#### [Action item]
Go to the line in the entries below that holds "<point>105,207</point>" and repeat exactly from there through the line that holds "<point>571,304</point>", inclusive.
== Records shown
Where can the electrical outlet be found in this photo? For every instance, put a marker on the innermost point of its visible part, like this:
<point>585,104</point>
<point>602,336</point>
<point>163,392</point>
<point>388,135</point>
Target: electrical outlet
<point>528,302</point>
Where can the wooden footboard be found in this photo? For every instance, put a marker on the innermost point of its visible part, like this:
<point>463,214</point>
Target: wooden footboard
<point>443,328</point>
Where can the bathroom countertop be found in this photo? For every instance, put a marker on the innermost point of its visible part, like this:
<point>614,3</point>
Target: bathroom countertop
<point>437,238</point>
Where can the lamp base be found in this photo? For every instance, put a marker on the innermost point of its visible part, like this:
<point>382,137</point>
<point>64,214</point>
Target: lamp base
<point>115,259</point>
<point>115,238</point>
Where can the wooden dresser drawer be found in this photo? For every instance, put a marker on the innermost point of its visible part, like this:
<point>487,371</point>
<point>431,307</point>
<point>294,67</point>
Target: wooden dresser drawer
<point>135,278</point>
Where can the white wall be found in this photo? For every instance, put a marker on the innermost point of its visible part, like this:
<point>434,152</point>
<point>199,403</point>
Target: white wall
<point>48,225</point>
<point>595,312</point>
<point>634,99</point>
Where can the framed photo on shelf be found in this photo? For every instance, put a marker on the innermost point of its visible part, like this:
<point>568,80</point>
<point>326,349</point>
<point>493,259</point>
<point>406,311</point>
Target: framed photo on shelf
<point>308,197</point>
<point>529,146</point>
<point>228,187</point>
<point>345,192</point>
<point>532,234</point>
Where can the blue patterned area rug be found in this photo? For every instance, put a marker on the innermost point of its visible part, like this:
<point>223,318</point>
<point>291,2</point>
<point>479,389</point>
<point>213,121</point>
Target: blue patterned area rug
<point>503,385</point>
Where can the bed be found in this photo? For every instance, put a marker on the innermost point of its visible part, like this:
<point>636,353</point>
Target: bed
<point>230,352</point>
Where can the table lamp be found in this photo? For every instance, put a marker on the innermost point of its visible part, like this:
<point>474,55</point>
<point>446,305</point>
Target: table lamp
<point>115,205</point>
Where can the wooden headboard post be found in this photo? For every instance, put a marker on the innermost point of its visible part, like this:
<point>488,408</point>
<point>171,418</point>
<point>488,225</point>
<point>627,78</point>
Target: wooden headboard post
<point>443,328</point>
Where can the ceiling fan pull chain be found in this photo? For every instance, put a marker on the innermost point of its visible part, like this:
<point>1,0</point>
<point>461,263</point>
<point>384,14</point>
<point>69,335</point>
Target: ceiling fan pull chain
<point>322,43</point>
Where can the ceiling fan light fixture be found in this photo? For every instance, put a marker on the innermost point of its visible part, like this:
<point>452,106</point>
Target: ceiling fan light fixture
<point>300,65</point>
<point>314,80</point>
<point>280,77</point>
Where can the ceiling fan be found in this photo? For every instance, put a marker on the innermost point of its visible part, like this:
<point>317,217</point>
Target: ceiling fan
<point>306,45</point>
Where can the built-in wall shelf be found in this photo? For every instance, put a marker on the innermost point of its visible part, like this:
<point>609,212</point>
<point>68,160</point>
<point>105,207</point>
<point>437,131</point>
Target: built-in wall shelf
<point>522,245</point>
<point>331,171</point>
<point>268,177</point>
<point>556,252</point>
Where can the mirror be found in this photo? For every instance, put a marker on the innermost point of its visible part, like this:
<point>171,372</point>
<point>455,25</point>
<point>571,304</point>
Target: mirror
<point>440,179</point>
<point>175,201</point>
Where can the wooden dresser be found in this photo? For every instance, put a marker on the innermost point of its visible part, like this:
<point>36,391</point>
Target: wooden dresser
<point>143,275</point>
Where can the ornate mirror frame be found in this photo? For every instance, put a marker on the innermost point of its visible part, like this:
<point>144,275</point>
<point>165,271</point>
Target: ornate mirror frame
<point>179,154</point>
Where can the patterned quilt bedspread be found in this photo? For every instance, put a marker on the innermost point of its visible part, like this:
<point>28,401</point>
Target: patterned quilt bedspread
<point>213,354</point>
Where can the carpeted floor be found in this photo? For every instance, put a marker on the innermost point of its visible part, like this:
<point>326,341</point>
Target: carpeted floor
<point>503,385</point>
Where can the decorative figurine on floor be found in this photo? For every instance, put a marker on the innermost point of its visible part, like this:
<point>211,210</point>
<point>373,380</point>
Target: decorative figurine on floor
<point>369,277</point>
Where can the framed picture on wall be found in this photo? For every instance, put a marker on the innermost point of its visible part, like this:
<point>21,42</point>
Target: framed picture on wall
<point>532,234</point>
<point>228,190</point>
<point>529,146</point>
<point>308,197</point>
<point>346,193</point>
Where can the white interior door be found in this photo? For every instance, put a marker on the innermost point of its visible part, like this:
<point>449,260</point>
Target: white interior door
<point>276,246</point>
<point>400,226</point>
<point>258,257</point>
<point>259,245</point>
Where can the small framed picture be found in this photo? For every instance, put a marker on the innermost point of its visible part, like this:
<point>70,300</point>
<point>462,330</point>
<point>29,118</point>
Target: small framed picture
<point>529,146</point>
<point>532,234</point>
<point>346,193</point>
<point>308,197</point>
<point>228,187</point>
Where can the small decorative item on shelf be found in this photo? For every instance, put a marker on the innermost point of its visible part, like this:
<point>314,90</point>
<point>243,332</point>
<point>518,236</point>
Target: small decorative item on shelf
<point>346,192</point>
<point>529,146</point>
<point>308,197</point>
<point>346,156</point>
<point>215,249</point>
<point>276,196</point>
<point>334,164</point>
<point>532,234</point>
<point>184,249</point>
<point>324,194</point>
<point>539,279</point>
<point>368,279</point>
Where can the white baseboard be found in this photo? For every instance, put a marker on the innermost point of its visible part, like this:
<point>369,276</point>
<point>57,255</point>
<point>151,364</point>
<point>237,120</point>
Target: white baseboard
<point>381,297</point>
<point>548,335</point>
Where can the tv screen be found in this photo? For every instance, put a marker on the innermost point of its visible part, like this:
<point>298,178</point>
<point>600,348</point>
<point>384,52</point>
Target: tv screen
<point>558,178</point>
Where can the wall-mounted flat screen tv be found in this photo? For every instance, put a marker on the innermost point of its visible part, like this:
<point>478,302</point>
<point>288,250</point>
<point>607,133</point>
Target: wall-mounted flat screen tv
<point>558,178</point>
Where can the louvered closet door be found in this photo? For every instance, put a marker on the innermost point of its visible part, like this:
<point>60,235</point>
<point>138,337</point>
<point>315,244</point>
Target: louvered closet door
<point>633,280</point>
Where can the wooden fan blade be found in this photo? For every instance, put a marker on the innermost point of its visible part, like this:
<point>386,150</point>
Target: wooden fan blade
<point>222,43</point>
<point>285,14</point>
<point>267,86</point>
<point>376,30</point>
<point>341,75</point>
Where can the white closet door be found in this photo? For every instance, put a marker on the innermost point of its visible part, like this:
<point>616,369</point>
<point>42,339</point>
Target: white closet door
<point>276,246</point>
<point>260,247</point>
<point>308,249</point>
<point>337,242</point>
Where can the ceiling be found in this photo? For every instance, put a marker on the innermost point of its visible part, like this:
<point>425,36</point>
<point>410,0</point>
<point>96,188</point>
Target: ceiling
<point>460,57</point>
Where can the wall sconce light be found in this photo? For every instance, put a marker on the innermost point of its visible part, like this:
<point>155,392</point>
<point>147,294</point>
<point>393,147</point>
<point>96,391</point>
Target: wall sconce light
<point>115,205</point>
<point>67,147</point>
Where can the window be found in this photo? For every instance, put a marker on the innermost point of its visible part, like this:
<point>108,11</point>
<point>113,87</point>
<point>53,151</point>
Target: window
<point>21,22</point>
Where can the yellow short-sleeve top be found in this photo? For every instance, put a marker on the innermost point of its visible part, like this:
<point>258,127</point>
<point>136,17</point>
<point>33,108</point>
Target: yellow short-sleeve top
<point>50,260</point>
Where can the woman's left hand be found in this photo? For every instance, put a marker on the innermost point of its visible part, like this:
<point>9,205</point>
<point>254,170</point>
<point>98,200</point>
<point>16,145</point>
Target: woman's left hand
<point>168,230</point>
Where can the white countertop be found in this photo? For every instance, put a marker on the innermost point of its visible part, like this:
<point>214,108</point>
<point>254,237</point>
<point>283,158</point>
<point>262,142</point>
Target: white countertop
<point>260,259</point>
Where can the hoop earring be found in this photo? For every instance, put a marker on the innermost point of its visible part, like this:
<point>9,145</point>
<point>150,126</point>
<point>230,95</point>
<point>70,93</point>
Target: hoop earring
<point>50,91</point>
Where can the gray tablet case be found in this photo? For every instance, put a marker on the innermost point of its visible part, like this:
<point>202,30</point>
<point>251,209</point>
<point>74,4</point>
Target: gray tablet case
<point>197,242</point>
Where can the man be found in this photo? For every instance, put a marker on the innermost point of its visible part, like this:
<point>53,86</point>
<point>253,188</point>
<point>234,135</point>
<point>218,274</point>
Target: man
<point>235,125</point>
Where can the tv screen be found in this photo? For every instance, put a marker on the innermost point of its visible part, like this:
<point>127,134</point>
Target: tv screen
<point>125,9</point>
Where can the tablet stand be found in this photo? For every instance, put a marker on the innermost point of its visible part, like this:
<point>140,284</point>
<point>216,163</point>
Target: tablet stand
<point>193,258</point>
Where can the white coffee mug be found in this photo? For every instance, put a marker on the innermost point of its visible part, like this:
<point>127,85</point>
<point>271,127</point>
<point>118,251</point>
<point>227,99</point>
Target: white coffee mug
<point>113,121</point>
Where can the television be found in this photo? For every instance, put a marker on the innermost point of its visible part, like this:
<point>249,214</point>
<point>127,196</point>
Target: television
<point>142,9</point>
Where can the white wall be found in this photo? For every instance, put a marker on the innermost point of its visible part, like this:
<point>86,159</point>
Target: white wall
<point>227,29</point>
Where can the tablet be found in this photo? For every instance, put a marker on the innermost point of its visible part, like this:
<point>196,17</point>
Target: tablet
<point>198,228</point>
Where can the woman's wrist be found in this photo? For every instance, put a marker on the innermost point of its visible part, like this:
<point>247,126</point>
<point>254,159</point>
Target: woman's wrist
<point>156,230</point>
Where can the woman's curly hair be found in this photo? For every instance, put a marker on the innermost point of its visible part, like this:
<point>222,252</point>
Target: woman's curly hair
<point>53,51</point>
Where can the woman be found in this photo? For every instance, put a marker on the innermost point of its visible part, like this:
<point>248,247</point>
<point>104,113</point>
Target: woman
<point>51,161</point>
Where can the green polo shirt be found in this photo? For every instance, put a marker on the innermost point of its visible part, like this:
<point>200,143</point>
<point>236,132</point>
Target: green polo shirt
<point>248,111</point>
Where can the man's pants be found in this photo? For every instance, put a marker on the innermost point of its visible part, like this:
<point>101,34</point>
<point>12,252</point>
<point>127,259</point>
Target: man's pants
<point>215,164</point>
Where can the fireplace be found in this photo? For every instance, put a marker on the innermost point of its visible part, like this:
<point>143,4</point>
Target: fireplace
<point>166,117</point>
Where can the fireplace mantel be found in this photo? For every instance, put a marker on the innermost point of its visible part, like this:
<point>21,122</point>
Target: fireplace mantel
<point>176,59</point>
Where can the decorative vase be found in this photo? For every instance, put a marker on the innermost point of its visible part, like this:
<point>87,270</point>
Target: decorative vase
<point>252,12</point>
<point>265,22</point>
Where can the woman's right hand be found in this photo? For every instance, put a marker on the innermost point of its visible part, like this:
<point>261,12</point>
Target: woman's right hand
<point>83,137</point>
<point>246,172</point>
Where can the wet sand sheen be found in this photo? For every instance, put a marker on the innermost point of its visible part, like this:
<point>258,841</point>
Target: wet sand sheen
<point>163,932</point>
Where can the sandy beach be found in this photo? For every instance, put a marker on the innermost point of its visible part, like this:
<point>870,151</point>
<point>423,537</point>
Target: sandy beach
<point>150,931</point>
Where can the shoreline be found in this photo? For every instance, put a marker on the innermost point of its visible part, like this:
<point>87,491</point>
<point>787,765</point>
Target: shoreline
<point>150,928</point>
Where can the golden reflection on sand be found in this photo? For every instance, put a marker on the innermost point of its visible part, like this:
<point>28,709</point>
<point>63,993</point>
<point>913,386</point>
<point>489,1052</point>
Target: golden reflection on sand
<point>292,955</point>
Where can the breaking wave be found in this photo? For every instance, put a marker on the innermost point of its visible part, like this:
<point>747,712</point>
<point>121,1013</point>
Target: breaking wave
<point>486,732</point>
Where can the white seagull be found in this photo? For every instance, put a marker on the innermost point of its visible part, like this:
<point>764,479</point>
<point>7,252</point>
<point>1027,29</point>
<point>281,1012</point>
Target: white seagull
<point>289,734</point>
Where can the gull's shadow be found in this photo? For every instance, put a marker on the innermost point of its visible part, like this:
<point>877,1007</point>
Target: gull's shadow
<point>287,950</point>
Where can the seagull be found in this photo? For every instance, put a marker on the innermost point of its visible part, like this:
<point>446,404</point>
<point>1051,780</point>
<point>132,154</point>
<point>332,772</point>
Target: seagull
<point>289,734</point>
====
#### [Result of the exercise]
<point>105,207</point>
<point>437,131</point>
Target: built-in wall shelf
<point>522,245</point>
<point>331,171</point>
<point>268,177</point>
<point>556,252</point>
Where can the mirror be found in this photo? For every instance, put a marker on the innermost point of its visible part, like this:
<point>171,372</point>
<point>455,25</point>
<point>571,304</point>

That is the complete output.